Search the listing for the string "fence". Copy every line that has it.
________________________
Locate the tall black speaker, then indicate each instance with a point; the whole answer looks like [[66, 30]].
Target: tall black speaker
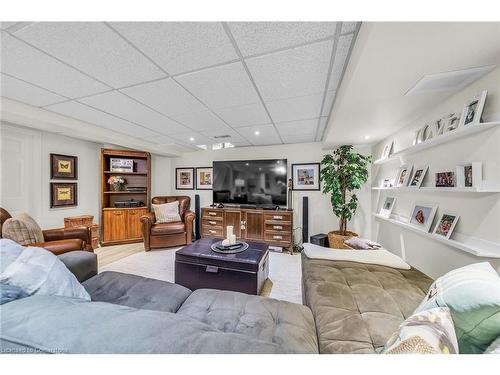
[[197, 233], [305, 219]]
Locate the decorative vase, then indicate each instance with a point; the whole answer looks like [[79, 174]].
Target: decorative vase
[[336, 239]]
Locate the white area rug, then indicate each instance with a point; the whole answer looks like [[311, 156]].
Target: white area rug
[[284, 270]]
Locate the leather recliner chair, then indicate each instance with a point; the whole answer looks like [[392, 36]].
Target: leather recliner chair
[[60, 240], [158, 235]]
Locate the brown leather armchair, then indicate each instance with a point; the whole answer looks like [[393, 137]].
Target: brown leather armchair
[[158, 235], [61, 240]]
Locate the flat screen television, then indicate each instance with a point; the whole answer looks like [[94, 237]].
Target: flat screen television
[[261, 183]]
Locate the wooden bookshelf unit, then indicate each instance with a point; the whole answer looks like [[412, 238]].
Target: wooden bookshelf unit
[[122, 224]]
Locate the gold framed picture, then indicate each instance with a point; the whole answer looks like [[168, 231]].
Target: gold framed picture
[[63, 167], [63, 194]]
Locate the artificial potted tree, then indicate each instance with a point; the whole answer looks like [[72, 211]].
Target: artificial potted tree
[[342, 173]]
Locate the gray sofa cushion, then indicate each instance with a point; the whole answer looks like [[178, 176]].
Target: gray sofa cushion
[[136, 291], [287, 324], [64, 325], [358, 306], [82, 264]]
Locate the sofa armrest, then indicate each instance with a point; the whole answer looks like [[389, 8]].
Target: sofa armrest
[[83, 233], [61, 246], [189, 217], [82, 264]]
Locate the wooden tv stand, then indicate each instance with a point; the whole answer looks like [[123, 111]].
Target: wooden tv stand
[[271, 226]]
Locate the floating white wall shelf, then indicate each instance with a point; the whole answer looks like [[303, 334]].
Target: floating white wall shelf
[[464, 131], [430, 189], [468, 244]]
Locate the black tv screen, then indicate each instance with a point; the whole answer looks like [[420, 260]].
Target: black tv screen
[[261, 183]]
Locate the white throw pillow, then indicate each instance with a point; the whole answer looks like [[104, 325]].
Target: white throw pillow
[[38, 272], [167, 212]]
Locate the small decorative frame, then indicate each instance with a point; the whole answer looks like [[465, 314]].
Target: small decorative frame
[[445, 225], [63, 194], [63, 167], [204, 178], [305, 177], [403, 175], [184, 178], [422, 215], [418, 176], [387, 207], [470, 175], [473, 110]]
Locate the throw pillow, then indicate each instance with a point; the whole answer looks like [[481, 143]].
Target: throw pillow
[[472, 293], [362, 244], [427, 332], [167, 212], [38, 272], [494, 348], [32, 224], [19, 231]]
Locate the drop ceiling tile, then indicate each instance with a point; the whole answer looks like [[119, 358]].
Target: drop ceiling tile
[[122, 106], [330, 96], [200, 121], [259, 37], [302, 127], [93, 116], [348, 27], [27, 63], [295, 72], [93, 48], [299, 108], [180, 46], [166, 96], [220, 136], [267, 135], [340, 58], [24, 92], [222, 86], [244, 115], [304, 138]]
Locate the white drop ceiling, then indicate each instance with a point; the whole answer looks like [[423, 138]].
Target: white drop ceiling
[[169, 82]]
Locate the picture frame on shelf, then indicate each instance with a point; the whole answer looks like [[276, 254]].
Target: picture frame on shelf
[[422, 215], [473, 110], [387, 150], [418, 176], [204, 178], [305, 177], [446, 224], [387, 207], [63, 194], [403, 175], [445, 179], [63, 167], [184, 178], [469, 175]]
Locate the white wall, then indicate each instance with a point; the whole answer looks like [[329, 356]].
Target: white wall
[[479, 213], [26, 174], [321, 218]]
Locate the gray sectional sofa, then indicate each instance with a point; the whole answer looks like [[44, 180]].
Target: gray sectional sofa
[[356, 306], [132, 314]]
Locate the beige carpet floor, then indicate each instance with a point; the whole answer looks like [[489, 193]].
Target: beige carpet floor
[[284, 280]]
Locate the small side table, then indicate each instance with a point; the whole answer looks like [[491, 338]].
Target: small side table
[[84, 221]]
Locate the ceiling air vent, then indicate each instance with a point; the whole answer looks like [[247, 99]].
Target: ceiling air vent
[[449, 81]]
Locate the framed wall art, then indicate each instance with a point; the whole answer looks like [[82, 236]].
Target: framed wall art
[[306, 176], [63, 167], [63, 194], [184, 178], [204, 178]]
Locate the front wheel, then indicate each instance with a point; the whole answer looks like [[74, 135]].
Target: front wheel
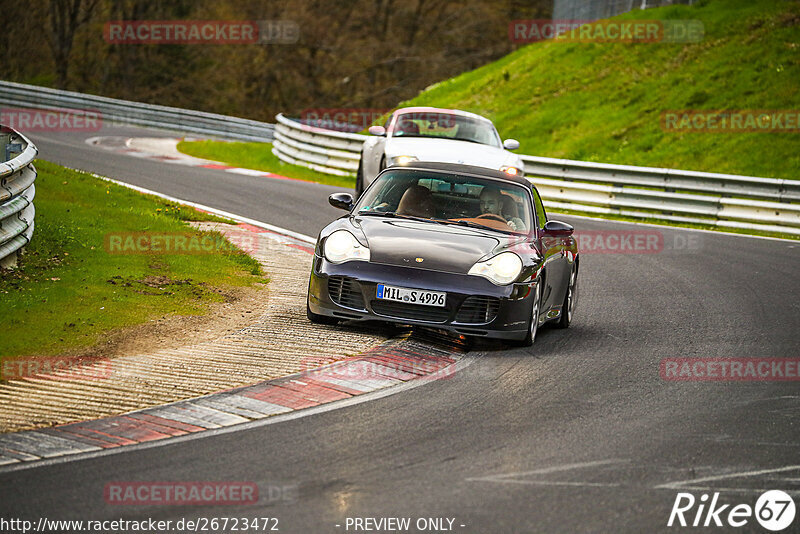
[[569, 300], [533, 326]]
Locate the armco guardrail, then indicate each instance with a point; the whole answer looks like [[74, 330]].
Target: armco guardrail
[[723, 200], [111, 110], [16, 196]]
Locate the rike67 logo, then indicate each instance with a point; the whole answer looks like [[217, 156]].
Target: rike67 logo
[[774, 510]]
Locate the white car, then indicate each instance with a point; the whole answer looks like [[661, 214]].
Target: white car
[[435, 135]]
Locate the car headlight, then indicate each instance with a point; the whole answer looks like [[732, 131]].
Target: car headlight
[[403, 160], [511, 170], [501, 269], [342, 246]]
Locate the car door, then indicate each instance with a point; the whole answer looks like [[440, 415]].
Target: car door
[[374, 150], [554, 251]]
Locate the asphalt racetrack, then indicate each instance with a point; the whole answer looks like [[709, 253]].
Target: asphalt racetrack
[[579, 433]]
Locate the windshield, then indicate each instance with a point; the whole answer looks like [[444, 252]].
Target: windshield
[[449, 199], [446, 126]]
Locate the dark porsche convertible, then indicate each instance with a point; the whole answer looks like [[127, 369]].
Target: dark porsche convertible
[[446, 246]]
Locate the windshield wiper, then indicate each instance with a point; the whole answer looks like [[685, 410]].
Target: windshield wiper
[[471, 224], [392, 214]]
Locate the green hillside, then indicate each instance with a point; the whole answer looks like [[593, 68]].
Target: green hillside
[[603, 101]]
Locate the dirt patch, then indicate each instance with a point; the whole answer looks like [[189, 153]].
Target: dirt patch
[[240, 308]]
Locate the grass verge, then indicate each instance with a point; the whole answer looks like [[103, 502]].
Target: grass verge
[[259, 156], [69, 291], [603, 102]]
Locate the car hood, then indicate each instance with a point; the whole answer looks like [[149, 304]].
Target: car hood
[[451, 151], [447, 248]]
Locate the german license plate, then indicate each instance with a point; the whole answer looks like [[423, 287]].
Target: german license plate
[[411, 296]]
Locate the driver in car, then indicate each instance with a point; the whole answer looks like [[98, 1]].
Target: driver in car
[[491, 203]]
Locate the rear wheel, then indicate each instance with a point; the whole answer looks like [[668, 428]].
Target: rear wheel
[[569, 300], [319, 319]]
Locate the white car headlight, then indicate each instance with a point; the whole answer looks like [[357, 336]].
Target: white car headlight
[[403, 160], [342, 246], [501, 269]]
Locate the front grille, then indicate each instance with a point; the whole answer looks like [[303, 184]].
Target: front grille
[[345, 292], [401, 310], [478, 310]]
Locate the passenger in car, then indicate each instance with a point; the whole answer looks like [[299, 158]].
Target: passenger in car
[[491, 204]]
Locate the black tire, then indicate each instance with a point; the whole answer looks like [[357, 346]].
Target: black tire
[[533, 324], [568, 308], [319, 319]]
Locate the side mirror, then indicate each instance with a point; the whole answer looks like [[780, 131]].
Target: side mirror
[[343, 201], [558, 229]]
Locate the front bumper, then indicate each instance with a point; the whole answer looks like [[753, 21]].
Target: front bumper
[[474, 306]]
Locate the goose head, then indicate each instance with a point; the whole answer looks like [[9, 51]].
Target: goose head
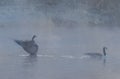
[[104, 51], [34, 36]]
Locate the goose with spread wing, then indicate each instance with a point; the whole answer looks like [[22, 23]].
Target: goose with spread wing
[[29, 45]]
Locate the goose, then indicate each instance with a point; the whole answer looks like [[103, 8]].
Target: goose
[[97, 55], [29, 45]]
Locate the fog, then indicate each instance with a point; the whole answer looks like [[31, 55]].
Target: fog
[[65, 30]]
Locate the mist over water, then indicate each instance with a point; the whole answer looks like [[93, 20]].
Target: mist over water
[[65, 29]]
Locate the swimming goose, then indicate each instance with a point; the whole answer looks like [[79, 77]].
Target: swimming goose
[[95, 55], [29, 45]]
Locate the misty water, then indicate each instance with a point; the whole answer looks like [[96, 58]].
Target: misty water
[[65, 30]]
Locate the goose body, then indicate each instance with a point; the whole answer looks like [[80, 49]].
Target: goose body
[[29, 46], [95, 55]]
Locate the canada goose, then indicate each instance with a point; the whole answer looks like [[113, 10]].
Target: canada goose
[[29, 45], [97, 54]]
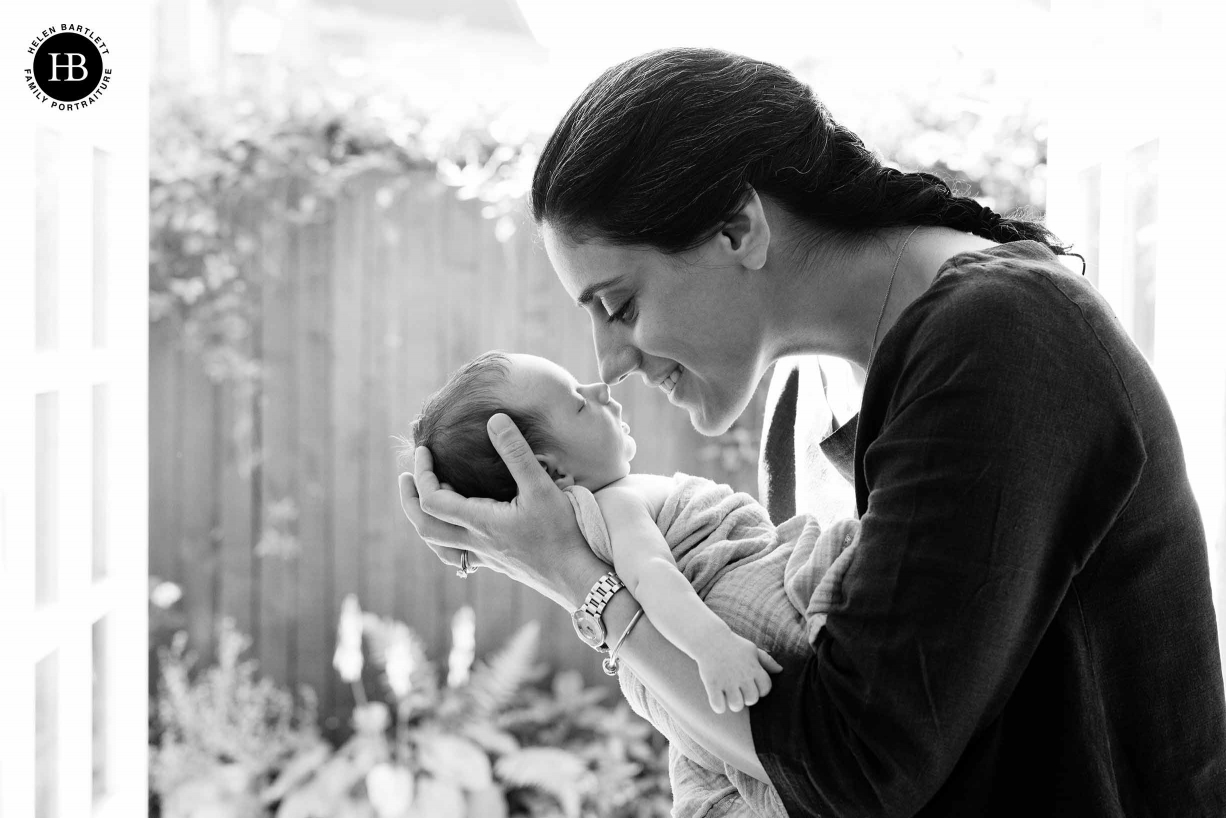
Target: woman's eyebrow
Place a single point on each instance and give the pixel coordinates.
(585, 297)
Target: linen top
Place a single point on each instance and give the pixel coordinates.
(1026, 627)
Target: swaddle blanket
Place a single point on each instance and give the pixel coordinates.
(772, 585)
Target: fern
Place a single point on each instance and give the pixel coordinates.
(494, 682)
(555, 772)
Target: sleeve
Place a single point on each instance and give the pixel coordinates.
(1007, 447)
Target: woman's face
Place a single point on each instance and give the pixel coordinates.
(689, 324)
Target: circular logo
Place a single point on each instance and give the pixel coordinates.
(68, 66)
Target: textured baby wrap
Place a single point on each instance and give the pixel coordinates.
(772, 586)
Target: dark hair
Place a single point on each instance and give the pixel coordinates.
(665, 149)
(453, 427)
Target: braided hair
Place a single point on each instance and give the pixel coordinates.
(662, 150)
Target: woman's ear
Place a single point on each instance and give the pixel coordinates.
(747, 234)
(559, 477)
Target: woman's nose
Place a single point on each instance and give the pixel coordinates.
(614, 356)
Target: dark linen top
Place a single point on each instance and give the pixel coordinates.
(1028, 626)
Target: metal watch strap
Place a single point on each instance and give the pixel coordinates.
(602, 591)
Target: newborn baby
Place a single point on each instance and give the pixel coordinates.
(580, 439)
(711, 572)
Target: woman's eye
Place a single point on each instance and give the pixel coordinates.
(625, 314)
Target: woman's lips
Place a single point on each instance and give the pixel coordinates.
(670, 383)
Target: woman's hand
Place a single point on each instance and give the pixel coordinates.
(535, 538)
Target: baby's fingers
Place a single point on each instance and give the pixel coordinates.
(768, 661)
(761, 682)
(749, 693)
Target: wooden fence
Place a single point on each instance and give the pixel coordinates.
(362, 317)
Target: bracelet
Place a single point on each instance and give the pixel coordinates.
(612, 664)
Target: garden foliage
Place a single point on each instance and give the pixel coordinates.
(483, 740)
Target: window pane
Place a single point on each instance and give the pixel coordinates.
(47, 738)
(101, 227)
(101, 671)
(1090, 180)
(47, 450)
(47, 226)
(1142, 185)
(101, 448)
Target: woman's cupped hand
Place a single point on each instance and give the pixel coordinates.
(535, 538)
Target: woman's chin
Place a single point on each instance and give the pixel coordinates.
(711, 423)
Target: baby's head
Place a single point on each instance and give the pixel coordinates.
(575, 431)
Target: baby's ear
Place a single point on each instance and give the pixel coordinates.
(559, 477)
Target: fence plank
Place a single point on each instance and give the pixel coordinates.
(379, 326)
(315, 628)
(421, 272)
(348, 557)
(278, 409)
(196, 488)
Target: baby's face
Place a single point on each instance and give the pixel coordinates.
(585, 420)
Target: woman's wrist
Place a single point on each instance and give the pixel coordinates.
(576, 574)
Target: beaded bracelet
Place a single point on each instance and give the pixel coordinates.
(611, 664)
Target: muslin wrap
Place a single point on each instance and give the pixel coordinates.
(772, 585)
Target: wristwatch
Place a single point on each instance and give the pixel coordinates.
(587, 619)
________________________
Result for this task:
Target: wooden fence
Target: fence plank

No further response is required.